[Location identification entries]
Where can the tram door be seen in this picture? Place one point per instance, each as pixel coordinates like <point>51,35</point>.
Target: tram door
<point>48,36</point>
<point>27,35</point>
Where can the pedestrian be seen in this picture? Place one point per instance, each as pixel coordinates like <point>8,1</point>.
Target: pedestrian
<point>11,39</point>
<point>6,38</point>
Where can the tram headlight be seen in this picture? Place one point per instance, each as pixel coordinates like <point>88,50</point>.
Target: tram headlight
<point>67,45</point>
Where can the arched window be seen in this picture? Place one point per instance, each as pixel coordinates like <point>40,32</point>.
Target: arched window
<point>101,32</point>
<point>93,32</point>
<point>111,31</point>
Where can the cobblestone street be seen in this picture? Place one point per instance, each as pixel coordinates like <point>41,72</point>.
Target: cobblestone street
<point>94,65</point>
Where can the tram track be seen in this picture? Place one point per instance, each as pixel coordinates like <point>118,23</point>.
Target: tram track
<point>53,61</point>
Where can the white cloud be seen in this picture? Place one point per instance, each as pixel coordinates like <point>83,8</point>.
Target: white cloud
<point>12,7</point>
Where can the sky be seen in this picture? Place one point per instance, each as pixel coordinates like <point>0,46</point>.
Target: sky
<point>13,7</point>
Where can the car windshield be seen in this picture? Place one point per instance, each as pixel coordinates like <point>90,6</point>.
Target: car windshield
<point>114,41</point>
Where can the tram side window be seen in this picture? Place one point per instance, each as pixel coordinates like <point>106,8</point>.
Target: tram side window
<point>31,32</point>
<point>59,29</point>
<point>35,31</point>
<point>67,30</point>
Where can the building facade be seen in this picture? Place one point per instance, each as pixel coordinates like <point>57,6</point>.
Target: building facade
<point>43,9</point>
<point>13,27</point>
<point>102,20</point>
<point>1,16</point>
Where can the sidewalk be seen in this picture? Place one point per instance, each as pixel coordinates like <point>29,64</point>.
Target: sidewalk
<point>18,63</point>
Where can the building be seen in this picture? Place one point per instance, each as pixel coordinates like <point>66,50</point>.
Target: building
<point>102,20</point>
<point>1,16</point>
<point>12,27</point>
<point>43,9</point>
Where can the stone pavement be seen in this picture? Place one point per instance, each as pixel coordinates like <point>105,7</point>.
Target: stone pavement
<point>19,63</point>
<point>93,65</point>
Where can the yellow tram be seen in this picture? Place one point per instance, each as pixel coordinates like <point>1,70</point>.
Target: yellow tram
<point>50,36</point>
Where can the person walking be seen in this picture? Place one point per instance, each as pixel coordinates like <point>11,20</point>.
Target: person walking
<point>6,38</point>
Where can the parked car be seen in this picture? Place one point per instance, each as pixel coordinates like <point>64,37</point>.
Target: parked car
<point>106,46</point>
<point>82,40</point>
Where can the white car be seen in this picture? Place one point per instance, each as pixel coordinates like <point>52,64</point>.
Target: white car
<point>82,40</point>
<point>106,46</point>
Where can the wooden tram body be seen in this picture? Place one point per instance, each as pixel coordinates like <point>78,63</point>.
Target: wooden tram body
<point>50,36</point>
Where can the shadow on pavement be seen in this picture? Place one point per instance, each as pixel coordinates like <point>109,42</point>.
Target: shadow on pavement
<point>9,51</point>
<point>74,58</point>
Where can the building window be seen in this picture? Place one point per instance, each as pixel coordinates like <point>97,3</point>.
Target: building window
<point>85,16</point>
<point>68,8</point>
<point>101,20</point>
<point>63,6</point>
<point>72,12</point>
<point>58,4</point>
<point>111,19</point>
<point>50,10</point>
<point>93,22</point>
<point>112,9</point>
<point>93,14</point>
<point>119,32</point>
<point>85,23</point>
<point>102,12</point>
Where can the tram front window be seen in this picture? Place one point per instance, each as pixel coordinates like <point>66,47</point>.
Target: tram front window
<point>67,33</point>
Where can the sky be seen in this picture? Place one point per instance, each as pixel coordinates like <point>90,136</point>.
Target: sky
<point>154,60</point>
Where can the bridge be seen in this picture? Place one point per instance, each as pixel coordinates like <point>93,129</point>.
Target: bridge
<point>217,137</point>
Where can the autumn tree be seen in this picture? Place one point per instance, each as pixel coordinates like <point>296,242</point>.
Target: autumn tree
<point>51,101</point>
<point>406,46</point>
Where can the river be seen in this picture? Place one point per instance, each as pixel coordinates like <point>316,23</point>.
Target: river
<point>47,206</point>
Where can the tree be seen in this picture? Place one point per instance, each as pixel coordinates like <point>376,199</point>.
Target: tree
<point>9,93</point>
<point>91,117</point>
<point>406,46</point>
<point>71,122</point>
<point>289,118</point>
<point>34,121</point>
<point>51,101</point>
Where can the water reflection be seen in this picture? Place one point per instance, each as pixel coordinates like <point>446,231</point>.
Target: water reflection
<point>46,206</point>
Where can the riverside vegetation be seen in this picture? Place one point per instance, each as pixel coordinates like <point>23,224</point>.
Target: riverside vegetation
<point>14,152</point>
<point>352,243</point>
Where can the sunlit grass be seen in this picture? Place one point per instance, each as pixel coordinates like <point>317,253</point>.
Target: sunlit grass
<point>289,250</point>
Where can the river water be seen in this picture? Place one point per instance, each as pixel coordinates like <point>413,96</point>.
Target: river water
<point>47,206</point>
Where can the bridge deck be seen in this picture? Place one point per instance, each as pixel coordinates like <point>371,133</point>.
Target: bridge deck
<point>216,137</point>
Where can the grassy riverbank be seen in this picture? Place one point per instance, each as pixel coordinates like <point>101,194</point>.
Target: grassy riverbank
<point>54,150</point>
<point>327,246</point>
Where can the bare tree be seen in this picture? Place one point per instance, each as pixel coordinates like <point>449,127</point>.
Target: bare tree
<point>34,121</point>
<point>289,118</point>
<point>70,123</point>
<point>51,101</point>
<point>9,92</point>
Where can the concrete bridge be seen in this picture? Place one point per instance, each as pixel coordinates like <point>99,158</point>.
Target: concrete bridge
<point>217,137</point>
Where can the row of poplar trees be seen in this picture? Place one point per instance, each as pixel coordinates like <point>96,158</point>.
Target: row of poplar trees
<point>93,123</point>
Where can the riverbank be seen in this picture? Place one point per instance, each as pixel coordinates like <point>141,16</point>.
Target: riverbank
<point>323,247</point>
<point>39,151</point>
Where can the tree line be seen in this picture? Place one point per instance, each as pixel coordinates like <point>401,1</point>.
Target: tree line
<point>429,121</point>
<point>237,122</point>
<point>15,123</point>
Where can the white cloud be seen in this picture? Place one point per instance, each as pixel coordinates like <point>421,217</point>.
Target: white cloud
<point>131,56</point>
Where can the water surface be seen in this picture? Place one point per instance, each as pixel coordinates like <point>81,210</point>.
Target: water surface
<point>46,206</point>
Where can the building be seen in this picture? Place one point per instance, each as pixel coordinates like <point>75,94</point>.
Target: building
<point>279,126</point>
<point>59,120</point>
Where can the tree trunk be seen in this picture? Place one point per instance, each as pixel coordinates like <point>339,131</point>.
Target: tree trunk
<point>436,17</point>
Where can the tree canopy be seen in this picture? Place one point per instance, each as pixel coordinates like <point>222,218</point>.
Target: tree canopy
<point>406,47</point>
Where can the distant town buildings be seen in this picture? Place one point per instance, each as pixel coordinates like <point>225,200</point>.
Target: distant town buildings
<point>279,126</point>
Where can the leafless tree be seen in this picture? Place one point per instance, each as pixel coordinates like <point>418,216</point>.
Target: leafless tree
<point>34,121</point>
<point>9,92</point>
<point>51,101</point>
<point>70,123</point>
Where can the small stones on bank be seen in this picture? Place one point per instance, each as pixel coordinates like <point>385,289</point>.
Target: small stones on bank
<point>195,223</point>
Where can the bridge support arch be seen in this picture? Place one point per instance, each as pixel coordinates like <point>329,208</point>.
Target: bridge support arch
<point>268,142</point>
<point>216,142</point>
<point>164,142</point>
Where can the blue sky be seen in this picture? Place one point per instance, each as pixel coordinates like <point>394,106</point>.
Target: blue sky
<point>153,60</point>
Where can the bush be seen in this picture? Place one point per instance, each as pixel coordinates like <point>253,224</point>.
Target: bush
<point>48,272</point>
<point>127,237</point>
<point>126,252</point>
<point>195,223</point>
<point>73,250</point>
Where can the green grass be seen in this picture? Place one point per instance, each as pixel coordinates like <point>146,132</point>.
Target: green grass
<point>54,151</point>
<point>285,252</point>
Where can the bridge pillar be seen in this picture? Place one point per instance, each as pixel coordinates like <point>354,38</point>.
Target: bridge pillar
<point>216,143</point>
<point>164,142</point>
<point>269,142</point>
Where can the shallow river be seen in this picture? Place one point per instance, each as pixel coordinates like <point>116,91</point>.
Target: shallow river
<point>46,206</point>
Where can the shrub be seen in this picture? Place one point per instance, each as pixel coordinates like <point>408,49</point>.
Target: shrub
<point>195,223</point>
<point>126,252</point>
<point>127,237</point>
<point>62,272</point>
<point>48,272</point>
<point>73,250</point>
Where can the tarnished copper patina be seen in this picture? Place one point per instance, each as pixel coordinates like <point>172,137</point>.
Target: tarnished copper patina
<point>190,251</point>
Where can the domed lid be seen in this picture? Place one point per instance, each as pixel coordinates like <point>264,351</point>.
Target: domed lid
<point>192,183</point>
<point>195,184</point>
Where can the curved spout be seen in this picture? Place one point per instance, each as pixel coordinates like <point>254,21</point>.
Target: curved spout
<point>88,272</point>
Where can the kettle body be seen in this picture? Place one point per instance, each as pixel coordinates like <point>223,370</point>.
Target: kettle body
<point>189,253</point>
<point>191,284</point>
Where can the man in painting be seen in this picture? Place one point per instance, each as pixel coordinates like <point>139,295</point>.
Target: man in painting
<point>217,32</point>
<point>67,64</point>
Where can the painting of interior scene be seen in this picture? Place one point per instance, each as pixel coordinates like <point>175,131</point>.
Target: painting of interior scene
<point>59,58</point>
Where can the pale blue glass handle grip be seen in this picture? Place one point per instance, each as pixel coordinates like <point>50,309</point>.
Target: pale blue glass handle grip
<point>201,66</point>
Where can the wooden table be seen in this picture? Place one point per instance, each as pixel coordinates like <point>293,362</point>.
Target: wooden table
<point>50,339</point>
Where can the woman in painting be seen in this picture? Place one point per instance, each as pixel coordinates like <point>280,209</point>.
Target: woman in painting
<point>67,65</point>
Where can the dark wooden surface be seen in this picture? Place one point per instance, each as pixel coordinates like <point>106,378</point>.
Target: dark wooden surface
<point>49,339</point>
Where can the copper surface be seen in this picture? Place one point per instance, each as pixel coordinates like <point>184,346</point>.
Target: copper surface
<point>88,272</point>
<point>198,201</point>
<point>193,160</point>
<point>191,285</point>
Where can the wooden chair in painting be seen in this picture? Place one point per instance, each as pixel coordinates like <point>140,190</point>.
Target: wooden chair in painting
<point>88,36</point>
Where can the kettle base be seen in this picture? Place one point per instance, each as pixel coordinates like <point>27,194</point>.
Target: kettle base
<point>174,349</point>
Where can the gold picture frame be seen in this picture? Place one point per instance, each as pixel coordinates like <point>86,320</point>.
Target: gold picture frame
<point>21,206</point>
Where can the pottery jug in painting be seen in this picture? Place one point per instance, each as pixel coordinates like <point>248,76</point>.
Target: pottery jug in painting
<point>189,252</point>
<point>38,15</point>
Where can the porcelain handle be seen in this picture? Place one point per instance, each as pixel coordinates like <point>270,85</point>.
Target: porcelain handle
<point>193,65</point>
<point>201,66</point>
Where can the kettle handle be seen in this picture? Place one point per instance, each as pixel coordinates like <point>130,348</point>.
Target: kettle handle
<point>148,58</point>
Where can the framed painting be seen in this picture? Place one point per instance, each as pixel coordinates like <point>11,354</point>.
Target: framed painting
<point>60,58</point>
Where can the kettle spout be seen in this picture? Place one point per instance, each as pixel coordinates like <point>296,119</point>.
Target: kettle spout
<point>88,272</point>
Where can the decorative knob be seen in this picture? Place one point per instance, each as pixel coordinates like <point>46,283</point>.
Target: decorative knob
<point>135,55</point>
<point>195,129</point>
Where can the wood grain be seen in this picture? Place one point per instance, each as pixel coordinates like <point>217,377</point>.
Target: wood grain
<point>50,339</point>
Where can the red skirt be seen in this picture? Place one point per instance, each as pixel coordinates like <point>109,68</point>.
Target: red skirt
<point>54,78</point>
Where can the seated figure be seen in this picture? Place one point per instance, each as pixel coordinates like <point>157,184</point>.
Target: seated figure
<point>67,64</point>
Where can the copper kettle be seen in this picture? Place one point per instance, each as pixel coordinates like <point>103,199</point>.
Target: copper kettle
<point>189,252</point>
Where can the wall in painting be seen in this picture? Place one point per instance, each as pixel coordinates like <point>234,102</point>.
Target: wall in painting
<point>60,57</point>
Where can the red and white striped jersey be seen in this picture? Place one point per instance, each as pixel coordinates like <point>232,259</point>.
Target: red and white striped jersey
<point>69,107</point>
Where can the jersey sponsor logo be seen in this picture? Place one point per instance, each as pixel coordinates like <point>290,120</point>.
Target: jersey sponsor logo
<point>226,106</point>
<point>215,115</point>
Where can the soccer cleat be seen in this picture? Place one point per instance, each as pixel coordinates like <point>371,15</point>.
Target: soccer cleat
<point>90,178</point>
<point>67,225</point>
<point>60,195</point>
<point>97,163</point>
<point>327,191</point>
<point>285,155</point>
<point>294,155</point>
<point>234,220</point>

> _Set exercise_
Copy out word for word the lines of the entries above, starting at the line containing "Where can the row" and ending with the line containing "<point>39,151</point>", both included. Output only those lines.

> _Written solution_
Where can the row of poplar trees be seen in this picture? Place one point per instance, each as pixel coordinates like <point>96,158</point>.
Target: row of poplar trees
<point>93,123</point>
Where can the riverbank be seen in this picture? Place one point per instance, each as pixel coordinates like <point>141,16</point>.
Target: riverbank
<point>323,247</point>
<point>39,151</point>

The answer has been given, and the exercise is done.